Я училась в Киеве. Два года странного ощущения - одинаково по-украински говорят в метро и в стенах университета. В офисах по-русски. В кинотеатрах вообще каша. К нам в университет приезжал Саакашвили. Читал речь. Я жала ему руку и брала короткое интервью. Он был настолько идеально американским и таким логичным, что мне стало не по себе. А в это время на кухнях люди сводили свои разговоры к политике даже после чашки чая. Кухонная революция была страшнее Майдана. Всем казалось, что они тогда поучаствовали в чем-то великом, а остановиться не могли. В это же время я съездила в Днепропетровск. Он стал изящно-гламурен. Но качества человеческой души в нем не стало больше. Это по-прежнему был рабочий и голодный город. Просто с другой степенью голода. Народ, ощутивший запах крови вожака, хотел охоты.

Исходные данные ->
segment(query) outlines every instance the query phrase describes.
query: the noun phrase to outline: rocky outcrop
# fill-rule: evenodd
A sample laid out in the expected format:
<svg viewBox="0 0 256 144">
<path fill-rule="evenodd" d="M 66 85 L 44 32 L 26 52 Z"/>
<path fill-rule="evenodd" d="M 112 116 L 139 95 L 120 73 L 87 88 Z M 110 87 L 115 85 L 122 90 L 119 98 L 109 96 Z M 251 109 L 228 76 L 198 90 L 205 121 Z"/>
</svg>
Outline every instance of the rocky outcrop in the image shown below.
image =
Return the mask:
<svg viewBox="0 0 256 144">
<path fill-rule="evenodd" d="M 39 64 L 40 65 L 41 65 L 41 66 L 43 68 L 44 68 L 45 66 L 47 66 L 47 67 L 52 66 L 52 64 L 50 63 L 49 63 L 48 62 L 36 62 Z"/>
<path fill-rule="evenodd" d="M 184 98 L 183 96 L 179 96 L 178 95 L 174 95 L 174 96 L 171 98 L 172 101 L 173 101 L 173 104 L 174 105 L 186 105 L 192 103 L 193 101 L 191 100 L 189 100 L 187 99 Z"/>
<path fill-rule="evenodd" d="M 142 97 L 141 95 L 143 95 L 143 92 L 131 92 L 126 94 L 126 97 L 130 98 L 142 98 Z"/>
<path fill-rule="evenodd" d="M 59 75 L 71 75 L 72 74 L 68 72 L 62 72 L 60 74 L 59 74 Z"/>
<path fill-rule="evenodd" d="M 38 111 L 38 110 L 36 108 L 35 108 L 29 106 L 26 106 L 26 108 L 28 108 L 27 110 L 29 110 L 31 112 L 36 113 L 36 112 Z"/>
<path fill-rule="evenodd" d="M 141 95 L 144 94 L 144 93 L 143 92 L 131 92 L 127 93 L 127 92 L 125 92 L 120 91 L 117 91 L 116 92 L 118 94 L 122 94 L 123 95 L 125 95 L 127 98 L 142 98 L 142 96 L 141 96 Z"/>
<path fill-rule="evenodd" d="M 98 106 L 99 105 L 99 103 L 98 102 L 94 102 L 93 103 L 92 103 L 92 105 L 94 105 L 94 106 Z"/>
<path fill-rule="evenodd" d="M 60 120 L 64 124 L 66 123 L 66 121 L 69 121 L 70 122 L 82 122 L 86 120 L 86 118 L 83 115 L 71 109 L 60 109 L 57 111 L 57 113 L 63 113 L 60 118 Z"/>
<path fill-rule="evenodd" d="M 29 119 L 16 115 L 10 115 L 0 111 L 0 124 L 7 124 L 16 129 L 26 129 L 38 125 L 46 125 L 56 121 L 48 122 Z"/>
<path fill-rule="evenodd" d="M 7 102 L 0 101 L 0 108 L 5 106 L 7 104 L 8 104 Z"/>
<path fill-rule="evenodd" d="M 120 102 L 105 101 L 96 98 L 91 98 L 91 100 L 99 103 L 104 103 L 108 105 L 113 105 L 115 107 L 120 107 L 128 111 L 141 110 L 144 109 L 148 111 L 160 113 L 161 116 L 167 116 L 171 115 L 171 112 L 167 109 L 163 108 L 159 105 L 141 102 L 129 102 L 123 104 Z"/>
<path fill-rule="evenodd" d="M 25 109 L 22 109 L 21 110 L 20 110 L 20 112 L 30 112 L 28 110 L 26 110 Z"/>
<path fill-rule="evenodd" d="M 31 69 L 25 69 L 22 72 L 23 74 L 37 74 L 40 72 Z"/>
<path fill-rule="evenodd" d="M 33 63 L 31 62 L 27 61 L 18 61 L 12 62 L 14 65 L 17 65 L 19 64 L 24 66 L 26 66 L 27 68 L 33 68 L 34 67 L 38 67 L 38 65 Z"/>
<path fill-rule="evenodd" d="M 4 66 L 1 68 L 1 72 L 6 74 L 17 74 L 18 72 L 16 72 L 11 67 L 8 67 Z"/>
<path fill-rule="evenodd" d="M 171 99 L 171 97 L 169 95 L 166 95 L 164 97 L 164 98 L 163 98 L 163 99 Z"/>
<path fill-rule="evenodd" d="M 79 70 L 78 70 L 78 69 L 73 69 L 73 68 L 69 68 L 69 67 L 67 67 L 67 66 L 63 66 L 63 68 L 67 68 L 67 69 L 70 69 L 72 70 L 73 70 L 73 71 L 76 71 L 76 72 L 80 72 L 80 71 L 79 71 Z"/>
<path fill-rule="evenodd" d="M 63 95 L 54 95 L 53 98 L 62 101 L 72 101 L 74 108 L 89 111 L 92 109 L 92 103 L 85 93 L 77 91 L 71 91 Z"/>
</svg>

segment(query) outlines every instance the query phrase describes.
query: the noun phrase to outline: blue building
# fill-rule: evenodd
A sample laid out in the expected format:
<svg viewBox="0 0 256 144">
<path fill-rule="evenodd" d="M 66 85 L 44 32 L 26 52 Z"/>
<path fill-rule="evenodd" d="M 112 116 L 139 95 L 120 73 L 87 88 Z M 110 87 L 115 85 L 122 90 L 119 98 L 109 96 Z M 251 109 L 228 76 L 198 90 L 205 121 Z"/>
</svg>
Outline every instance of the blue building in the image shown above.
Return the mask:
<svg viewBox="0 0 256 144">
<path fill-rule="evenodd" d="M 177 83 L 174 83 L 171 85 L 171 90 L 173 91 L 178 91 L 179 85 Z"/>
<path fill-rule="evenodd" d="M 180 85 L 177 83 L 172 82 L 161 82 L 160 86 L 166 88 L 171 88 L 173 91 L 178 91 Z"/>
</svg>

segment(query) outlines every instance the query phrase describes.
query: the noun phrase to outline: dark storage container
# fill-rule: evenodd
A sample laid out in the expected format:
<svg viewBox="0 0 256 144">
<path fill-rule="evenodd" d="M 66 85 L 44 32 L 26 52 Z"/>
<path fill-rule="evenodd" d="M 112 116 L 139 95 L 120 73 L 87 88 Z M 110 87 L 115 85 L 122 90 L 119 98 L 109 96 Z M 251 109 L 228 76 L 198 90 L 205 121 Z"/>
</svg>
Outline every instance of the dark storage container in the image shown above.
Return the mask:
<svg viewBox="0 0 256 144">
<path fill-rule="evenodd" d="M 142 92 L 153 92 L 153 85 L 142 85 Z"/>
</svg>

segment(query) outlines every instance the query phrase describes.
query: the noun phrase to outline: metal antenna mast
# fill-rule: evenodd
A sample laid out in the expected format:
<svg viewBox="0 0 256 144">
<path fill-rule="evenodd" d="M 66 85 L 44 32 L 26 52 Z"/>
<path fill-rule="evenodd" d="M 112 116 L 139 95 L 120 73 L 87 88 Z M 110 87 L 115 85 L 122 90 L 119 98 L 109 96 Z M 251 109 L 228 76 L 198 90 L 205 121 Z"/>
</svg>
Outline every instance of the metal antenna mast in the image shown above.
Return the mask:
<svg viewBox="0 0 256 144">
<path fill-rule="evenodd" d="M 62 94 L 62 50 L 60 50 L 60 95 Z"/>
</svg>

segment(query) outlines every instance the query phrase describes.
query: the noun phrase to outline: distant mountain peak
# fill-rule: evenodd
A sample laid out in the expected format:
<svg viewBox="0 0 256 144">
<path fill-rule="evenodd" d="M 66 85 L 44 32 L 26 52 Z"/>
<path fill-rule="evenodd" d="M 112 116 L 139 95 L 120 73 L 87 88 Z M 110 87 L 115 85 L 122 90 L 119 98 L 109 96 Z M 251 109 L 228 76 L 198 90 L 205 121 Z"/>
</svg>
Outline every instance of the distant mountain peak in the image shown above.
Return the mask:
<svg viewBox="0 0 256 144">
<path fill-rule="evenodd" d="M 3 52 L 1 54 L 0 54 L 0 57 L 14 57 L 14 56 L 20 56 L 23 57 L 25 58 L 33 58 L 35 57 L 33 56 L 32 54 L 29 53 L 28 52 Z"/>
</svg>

Задание -> Укажите, на каком языке, согласно отрывку о жизни в Киеве, говорили в офисах.

Ответ -> По-русски.